> **Short problem**: Print the line that contains "white plastic chair in the photo above." and every line after it through the last line of the records below, exactly as written and nothing else.

[Point-based annotation data]
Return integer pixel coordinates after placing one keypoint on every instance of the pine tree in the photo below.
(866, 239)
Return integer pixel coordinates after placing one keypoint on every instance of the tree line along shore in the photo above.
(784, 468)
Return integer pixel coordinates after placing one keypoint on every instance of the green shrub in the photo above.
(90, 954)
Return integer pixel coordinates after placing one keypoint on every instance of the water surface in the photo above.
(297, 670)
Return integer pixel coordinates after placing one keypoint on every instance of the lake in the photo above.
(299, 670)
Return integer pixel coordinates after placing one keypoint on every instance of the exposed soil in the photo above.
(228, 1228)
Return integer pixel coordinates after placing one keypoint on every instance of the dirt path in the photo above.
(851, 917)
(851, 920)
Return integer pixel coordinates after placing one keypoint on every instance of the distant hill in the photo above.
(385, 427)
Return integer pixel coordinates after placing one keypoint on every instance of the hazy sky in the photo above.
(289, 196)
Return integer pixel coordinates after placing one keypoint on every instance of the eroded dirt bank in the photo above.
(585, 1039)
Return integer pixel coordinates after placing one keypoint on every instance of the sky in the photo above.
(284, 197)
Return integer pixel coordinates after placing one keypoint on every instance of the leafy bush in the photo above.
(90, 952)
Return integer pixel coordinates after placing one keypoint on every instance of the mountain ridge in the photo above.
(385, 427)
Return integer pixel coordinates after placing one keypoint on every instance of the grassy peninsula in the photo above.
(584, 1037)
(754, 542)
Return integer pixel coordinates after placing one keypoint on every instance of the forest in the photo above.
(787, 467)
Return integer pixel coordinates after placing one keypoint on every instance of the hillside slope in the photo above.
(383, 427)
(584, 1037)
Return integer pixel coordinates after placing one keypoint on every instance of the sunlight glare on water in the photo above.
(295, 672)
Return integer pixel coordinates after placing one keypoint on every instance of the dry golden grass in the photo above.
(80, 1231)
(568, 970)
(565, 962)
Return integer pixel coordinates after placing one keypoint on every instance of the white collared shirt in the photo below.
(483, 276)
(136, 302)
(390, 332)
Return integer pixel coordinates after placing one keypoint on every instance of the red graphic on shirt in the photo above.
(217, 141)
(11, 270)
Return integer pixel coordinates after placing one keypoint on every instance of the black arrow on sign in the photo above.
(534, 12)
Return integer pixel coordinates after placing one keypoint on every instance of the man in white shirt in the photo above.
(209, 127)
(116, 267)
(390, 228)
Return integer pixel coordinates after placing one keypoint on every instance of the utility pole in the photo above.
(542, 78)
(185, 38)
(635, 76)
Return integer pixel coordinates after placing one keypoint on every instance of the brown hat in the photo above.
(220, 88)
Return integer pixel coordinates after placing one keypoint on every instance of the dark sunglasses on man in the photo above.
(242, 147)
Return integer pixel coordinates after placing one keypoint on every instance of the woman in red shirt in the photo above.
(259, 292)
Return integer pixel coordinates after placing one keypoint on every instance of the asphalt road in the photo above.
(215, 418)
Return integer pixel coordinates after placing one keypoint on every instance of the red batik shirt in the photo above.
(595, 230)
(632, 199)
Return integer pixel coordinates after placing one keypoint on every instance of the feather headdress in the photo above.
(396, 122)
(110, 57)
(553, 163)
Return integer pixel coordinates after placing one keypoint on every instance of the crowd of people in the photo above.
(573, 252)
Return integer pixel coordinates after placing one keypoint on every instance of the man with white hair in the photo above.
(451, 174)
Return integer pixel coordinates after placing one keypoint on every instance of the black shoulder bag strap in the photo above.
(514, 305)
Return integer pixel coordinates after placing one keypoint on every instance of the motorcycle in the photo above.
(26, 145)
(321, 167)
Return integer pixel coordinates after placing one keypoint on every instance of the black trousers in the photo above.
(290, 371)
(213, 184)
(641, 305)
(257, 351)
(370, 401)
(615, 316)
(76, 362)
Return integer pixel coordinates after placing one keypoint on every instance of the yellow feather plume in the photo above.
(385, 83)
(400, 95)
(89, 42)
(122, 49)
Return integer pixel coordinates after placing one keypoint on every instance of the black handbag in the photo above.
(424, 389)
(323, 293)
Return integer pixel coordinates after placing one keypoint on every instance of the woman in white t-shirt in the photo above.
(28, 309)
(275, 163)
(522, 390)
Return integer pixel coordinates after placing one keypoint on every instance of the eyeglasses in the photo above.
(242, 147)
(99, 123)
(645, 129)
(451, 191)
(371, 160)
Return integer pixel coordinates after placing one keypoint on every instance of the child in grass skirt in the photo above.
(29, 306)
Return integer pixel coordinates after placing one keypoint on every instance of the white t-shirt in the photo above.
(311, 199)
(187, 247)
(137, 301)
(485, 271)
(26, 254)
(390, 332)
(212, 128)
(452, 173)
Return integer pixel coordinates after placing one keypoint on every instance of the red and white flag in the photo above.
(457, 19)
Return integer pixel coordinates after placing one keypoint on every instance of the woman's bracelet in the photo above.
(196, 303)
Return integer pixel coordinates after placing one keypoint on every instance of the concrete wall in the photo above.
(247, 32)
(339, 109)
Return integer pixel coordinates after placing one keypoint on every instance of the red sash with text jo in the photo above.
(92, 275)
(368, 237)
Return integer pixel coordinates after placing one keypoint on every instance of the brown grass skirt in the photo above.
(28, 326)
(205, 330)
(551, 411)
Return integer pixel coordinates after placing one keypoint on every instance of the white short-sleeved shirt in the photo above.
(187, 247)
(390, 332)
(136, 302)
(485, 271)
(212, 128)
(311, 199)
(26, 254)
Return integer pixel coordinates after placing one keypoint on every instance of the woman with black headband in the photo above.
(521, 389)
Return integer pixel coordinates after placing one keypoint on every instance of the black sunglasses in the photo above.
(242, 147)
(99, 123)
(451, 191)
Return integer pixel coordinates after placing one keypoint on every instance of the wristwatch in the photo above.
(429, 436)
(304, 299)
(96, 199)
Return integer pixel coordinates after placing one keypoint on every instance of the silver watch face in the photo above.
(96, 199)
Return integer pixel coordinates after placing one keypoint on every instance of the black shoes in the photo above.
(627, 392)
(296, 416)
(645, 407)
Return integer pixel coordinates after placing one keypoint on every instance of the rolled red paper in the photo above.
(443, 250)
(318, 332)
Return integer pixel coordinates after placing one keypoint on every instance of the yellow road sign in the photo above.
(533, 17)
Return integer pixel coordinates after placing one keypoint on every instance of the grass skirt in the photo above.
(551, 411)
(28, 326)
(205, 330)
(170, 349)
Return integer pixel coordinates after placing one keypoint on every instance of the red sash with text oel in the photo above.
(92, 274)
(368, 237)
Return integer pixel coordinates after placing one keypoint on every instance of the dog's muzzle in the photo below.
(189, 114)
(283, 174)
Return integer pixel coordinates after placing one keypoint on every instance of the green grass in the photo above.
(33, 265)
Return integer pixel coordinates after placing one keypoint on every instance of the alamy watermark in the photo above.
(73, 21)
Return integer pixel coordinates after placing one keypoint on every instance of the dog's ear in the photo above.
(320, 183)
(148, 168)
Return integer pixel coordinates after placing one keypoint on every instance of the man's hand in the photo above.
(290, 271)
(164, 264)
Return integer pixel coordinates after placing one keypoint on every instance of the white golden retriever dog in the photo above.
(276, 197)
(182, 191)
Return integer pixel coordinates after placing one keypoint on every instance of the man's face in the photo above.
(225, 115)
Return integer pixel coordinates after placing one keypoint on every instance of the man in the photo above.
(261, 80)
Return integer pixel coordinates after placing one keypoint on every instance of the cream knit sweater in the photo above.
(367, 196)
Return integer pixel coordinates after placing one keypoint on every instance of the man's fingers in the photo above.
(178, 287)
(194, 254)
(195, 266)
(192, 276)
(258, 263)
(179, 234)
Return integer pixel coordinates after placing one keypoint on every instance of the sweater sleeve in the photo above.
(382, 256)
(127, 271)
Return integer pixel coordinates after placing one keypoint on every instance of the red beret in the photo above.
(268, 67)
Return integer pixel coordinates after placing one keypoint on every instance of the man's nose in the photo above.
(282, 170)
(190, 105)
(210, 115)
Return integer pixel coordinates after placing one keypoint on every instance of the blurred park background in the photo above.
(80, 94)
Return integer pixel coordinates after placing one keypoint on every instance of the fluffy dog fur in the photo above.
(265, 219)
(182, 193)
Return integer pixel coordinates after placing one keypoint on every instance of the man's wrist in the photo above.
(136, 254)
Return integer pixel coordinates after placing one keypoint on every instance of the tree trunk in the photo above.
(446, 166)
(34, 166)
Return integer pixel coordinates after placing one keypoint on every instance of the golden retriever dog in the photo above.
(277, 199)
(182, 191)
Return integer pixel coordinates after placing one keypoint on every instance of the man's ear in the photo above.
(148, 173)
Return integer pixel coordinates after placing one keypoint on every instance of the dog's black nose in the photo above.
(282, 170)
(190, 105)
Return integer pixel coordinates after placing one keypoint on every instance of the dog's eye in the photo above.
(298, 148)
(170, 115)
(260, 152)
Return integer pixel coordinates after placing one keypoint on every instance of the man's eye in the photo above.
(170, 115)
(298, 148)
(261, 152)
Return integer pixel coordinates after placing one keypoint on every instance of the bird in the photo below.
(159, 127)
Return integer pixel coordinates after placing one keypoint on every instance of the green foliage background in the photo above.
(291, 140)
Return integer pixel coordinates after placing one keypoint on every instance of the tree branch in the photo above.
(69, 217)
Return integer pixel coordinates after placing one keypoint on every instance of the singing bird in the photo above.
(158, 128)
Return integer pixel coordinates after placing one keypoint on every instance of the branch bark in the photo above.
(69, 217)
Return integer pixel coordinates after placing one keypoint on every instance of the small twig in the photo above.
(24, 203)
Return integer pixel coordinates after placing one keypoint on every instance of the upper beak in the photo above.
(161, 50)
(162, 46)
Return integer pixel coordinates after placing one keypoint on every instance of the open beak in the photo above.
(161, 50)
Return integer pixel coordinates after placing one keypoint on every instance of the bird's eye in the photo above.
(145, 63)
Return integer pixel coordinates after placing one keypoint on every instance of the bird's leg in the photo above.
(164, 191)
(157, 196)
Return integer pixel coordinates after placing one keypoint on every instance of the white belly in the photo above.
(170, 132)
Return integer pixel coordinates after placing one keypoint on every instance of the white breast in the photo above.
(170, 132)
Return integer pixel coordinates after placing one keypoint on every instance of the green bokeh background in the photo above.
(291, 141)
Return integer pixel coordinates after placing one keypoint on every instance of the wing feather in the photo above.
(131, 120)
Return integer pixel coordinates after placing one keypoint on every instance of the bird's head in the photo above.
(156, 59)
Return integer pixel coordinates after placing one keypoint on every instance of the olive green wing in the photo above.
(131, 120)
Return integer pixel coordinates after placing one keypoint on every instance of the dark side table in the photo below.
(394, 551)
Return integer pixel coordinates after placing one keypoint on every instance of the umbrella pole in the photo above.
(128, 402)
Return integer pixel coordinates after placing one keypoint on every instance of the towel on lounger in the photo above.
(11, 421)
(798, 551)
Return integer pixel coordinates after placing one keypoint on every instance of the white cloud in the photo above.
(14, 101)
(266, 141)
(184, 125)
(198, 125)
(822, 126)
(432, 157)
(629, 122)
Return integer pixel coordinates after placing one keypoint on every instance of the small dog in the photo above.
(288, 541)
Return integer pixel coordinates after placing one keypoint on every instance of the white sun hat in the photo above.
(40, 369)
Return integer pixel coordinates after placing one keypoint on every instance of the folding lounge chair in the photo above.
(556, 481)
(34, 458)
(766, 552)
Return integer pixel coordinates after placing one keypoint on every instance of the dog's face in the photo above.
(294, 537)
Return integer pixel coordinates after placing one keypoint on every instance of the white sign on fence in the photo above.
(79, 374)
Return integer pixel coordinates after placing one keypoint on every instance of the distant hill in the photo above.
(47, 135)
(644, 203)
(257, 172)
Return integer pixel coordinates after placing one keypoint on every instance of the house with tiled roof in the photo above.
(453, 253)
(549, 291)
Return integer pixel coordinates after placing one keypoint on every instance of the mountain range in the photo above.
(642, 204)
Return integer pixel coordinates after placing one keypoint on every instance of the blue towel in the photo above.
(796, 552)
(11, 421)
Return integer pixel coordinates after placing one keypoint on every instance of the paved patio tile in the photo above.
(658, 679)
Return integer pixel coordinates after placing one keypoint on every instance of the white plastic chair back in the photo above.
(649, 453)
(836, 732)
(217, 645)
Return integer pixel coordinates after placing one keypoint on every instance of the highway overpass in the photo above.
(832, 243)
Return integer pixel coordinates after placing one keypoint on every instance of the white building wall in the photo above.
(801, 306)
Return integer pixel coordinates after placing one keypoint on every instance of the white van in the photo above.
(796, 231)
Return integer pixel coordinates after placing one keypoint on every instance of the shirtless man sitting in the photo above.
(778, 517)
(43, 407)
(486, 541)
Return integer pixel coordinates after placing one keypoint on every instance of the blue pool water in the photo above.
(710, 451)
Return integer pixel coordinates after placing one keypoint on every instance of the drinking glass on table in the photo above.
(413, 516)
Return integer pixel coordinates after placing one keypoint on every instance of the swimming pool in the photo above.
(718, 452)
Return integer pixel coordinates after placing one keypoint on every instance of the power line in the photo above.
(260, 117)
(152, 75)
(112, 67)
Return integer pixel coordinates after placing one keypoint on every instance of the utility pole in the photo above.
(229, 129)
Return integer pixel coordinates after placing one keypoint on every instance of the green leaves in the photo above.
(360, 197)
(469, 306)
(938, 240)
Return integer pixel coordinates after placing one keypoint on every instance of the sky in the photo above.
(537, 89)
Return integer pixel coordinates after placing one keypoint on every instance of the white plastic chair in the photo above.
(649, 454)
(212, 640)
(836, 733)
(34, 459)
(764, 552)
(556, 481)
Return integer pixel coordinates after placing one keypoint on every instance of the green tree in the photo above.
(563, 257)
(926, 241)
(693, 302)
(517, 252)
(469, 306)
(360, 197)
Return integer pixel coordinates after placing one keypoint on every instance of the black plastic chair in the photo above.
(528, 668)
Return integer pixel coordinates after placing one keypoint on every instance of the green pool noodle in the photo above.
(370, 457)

> **Written response**:
Return integer pixel coordinates after placing one keypoint on every instance of the white plastic chair in the photo above.
(649, 454)
(212, 640)
(836, 733)
(34, 459)
(764, 552)
(556, 481)
Return integer pixel coordinates after placing one keypoint on every instance of the green tree in the photo above.
(563, 257)
(926, 241)
(693, 302)
(517, 252)
(469, 306)
(360, 197)
Return integer pixel coordinates after placing one keypoint on every instance of the black plastic chair in the photo above.
(528, 668)
Return integer pixel coordinates after placing one keypoint on every instance of the green pool noodle in the photo above.
(370, 457)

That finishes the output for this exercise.